*Objective:*
Your task is to return the span of lines beginning at the one with "For every instance of the wooden drumstick" and ending at the last line of the data, exactly as it stands.

*Provided information:*
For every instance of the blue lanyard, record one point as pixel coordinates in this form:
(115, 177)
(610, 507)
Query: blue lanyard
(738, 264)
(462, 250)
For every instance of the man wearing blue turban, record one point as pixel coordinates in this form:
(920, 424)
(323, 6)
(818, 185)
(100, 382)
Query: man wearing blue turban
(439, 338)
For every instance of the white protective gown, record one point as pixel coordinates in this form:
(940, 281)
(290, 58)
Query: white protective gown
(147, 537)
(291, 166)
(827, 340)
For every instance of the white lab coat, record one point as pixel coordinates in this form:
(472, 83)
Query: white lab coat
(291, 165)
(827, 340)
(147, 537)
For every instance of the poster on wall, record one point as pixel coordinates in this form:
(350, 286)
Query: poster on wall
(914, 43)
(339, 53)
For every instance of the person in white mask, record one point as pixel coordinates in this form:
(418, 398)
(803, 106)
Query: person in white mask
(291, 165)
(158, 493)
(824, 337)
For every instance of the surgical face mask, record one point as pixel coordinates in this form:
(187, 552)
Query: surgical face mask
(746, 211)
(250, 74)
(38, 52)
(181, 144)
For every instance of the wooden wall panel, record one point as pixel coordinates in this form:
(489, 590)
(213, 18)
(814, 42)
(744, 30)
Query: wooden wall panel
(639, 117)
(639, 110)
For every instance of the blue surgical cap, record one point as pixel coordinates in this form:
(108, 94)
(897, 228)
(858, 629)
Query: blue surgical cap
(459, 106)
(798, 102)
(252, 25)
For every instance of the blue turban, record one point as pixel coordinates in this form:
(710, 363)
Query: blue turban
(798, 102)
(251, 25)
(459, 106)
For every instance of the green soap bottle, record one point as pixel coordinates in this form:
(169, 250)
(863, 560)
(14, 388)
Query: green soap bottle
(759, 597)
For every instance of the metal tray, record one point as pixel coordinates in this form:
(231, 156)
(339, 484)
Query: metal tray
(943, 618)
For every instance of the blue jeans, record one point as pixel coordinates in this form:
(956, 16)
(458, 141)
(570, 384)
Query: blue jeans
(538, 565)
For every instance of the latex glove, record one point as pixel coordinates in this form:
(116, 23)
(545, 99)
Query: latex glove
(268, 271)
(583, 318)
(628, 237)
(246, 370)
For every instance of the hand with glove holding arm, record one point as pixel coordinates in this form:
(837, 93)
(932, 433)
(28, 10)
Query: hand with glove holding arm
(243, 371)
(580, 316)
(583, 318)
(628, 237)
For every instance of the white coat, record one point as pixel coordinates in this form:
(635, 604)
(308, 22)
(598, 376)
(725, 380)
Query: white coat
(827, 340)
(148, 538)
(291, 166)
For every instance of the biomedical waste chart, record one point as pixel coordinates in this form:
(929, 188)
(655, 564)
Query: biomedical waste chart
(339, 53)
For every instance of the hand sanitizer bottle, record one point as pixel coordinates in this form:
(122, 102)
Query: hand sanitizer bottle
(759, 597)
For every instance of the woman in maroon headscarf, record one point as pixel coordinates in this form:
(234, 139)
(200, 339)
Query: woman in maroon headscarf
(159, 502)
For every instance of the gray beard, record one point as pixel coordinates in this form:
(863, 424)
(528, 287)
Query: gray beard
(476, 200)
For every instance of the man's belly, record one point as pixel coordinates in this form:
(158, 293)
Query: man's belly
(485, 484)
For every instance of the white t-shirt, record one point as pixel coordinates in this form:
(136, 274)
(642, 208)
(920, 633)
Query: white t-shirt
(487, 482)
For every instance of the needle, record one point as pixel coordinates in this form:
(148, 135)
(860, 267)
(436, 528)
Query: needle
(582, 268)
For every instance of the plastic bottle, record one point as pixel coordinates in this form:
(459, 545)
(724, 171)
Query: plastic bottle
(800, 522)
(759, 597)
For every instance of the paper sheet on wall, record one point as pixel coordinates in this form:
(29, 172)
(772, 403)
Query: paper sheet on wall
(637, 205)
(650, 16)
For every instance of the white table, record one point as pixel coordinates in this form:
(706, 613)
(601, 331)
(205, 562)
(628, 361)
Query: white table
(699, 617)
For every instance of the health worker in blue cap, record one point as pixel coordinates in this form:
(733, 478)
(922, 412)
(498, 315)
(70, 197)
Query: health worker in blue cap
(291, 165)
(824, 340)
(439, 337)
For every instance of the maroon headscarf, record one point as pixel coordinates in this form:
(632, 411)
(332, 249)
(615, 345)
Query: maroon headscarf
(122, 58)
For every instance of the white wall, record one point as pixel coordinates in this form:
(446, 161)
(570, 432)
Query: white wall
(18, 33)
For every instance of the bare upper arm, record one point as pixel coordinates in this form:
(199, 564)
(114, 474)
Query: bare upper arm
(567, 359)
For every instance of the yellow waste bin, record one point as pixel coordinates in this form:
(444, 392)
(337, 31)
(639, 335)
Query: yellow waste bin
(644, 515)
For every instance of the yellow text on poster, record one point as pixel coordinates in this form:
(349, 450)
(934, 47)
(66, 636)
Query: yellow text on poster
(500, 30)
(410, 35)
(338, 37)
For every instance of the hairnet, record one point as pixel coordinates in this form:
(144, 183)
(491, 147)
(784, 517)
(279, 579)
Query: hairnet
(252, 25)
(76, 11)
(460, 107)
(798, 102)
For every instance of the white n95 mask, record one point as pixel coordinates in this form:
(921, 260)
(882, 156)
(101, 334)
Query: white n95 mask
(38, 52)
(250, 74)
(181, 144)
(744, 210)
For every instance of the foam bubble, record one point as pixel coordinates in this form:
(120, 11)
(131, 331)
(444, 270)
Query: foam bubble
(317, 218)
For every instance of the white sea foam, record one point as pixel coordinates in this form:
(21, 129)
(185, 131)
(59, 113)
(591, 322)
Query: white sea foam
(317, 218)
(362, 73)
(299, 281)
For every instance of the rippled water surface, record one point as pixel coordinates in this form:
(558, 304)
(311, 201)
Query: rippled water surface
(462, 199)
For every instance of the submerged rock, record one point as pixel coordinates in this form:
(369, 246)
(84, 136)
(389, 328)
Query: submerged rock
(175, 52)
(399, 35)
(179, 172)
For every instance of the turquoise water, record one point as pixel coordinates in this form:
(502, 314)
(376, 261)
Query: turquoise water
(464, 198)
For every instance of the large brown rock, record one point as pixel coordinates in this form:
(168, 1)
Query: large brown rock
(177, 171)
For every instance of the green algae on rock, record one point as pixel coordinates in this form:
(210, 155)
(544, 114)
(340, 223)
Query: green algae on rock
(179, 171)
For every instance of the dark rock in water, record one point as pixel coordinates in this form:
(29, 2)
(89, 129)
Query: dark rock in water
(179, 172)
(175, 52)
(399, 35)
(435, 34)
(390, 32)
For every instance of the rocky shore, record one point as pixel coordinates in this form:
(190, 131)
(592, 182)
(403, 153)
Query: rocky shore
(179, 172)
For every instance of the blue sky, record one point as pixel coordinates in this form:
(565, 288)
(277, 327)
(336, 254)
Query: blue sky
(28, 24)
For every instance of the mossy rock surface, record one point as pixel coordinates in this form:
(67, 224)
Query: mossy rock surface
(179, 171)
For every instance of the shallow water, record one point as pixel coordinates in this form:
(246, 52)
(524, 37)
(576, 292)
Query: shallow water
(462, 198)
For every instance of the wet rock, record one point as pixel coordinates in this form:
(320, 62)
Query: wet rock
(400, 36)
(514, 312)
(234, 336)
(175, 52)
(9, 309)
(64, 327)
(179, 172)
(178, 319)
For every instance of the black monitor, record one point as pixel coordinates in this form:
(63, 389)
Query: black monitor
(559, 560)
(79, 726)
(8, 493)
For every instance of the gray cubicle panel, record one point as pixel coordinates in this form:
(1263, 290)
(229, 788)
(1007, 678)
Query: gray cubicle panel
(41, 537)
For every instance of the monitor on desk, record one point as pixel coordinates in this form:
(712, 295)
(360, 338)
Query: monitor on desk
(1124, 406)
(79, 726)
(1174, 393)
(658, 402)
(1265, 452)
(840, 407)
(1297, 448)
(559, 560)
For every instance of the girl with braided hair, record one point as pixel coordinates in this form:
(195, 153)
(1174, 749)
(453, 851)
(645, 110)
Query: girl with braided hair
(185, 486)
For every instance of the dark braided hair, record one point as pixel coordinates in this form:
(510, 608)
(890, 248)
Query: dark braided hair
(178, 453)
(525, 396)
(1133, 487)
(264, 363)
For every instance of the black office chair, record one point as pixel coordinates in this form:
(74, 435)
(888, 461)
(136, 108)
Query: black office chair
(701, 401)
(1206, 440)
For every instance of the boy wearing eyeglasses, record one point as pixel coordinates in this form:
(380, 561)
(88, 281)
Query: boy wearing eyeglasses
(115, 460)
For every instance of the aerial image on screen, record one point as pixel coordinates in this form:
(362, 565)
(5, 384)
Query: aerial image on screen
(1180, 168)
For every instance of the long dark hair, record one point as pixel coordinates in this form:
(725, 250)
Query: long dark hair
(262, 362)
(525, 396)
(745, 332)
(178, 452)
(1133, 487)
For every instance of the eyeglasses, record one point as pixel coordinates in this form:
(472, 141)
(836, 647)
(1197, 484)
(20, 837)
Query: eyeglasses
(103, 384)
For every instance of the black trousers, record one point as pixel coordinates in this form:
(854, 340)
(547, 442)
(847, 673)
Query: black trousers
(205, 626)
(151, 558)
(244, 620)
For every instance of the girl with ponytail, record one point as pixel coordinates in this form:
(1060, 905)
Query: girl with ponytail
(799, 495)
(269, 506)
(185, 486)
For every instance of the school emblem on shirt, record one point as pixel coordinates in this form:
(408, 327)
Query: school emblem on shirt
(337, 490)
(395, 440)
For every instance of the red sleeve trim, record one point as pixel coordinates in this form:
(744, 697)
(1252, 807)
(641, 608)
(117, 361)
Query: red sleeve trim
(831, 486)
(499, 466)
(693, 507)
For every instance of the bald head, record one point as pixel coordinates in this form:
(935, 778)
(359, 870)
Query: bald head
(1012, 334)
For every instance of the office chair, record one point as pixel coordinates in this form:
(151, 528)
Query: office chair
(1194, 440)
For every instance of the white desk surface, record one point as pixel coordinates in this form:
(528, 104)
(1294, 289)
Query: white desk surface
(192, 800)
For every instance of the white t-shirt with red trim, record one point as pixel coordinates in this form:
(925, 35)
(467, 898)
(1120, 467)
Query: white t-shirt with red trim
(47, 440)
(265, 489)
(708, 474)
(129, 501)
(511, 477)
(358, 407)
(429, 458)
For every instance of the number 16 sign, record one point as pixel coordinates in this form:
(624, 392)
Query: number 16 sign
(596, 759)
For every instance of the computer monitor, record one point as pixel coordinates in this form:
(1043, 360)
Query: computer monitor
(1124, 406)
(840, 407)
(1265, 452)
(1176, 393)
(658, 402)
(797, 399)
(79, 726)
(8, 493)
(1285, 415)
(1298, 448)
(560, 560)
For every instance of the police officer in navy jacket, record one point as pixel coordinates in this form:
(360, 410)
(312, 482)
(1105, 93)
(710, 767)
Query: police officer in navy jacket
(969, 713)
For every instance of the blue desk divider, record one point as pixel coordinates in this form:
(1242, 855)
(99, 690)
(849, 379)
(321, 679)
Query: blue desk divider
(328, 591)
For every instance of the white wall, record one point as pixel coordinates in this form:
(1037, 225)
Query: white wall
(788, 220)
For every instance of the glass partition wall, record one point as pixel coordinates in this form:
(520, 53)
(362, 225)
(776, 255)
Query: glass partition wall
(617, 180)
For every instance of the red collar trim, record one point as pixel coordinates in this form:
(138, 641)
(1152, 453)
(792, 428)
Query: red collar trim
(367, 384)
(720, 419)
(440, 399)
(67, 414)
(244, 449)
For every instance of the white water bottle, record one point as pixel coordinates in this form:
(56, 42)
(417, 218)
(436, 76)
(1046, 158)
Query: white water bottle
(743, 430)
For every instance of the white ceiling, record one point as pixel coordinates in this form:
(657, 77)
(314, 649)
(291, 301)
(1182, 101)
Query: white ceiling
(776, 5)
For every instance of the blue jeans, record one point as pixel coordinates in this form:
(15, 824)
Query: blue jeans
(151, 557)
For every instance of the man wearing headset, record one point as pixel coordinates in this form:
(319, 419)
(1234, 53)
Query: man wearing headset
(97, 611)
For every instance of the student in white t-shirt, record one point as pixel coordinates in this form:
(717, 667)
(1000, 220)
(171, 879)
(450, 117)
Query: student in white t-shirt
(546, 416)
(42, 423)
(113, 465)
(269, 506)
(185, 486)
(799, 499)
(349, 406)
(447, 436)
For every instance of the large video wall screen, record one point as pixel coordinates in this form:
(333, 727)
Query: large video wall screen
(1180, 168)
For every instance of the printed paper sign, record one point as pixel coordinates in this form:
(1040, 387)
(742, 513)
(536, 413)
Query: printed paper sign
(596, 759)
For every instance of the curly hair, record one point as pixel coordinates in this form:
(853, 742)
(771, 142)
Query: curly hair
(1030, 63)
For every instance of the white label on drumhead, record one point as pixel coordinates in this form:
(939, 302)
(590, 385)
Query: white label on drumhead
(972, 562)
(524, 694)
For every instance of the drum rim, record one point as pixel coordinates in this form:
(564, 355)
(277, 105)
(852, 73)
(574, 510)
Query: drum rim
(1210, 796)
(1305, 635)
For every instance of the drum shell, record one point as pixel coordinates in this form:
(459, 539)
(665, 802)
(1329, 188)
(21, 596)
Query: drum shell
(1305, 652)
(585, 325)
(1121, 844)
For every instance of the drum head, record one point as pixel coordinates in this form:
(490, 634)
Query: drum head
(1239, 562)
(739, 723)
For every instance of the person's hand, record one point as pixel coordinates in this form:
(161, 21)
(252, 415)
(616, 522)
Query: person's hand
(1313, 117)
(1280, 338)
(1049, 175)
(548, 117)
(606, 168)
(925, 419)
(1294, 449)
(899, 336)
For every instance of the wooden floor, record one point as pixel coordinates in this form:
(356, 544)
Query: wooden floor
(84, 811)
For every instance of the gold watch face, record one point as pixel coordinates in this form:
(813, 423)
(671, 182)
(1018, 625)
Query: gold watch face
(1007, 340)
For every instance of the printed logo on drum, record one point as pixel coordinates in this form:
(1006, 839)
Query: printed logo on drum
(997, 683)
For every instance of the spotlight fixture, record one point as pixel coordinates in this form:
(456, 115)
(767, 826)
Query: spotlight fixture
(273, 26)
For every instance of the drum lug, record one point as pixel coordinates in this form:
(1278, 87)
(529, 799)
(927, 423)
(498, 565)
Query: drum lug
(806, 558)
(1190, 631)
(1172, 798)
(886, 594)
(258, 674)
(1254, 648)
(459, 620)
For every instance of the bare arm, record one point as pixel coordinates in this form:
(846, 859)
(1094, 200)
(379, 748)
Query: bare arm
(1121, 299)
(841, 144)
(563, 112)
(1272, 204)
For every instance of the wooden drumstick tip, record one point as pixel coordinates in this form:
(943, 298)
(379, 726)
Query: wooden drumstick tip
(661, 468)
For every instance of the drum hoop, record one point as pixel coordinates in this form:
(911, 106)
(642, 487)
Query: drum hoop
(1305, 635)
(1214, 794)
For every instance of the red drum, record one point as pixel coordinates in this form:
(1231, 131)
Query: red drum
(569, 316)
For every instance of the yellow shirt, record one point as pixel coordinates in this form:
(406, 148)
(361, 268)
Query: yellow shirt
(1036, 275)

*Task result:*
For every instance of the wooden drumstick tip, record one point as pixel coordinates in this form:
(943, 298)
(379, 726)
Query: wooden drumstick tip
(661, 468)
For every instance of the drum hoop, record one point as pixel coordinates in this form:
(911, 106)
(642, 487)
Query: drum hoop
(1305, 635)
(1214, 794)
For every instance of the red drum, record one point as pixel coordinates in this form:
(1231, 131)
Query: red drum
(569, 316)
For every instance of the yellow shirt, record one point as pixel coordinates in this form:
(406, 148)
(361, 268)
Query: yellow shirt
(1036, 275)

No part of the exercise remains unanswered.